▶ PROBLEM TO WORK ON:
These records need to be repeated exactly, every one of them.

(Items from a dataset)
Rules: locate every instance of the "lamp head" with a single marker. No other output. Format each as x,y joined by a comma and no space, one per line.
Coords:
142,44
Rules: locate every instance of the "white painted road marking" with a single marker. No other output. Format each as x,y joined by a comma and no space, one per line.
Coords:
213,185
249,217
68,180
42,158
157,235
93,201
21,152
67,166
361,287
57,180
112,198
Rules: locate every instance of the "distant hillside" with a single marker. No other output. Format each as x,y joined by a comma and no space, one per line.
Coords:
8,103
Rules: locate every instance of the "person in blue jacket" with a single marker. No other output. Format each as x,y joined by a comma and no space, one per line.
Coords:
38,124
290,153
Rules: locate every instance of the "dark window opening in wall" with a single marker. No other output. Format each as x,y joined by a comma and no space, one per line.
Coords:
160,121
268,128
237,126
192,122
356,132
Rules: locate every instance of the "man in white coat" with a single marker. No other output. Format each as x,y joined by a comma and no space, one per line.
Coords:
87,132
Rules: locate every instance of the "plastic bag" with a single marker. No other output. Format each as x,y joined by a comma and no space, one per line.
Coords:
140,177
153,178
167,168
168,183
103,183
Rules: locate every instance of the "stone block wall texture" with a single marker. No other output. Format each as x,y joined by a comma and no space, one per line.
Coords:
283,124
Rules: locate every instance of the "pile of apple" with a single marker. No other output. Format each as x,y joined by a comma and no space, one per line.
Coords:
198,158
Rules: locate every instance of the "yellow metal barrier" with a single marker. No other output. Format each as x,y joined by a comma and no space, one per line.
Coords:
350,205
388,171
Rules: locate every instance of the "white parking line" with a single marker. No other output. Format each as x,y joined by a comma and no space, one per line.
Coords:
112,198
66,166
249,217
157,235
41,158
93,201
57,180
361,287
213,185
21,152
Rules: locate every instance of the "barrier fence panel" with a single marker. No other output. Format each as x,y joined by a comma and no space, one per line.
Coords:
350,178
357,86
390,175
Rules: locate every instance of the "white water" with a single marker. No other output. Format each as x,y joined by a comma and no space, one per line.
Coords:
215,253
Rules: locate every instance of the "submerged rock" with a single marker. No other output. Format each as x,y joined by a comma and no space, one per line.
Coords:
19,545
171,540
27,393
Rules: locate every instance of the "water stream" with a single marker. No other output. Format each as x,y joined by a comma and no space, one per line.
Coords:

▶ WORKED SOLUTION:
Rules: locate every instance of the "lamp head" with a single marker. No other output. Format each as x,y joined by a comma and no space, one per line.
Coords:
142,44
Rules: locate every instance of the "white painted road marking" with a single marker. No other output. Format each as x,y joined by a comma and no space, one per line.
Coords:
213,185
249,217
68,180
42,158
157,235
93,201
21,152
67,166
361,287
57,180
112,198
Rules: locate every instance of the "distant hillside" with a single marker. No other output. Format each as x,y joined by a comma and no space, one per line.
Coords:
8,103
Rules: locate every instance of the "person in blue jacket" with a single marker. No other output. Format each as x,y joined by a comma and no space, one per line.
Coords:
38,124
290,153
Rules: locate every instance of the "dark window opening in wall" with a single marker. No other output. Format each as x,y joined by a comma and no space, one per line.
Coords:
160,121
268,128
237,126
192,122
356,132
Rules: locate every instance of the "man in white coat" with a single marker. No other output. Format each as x,y joined by a comma and no space, one per line.
Coords:
87,132
Rules: locate every instance of the "plastic bag" with a single marker. No other output. Format each as x,y joined by a comma and no space, one per line.
Coords:
140,177
153,178
167,168
168,183
103,183
Rules: locate every instance of the "stone block wall texture" with a single marker. No other output. Format each as x,y joined by a comma and no space, one per line.
Coords:
283,124
Rules: locate every instance of the "pile of apple" with a single marker. No other output. Format each as x,y joined by a comma and no space, one per line.
Coords:
198,158
Rules: locate every instance of the "yellow metal barrier" with a single marker. No other output. Format each as x,y joined by a comma and no space, one per line.
Coords:
350,205
388,171
Rules: locate every instance of the "white parking line" with a single marker. No other output. Format each as x,y joined by a comma and no space, one per line.
Coords:
112,198
66,166
249,217
157,235
41,158
93,201
57,180
361,287
213,185
21,152
Rules: locate every instance of the "barrier fence panel" with a single marker. No other output. Format each as x,y joined by a comma and no space, one per line.
Coords:
350,178
357,86
390,175
Rules: locate every instance of the "white water" with a single marker. No other output. Format each as x,y joined by a comma and no space, one per line.
Coords:
215,253
Rules: locate every instance of the "submerged rock" with a single marker. No other output. Format each as x,y joined by a comma and no space, one per line.
Coords:
19,545
171,540
27,393
Rules: locate every instance of the "water stream" with a single marker. No other output. Format each as x,y joined by a comma and no space, one per line.
Coords:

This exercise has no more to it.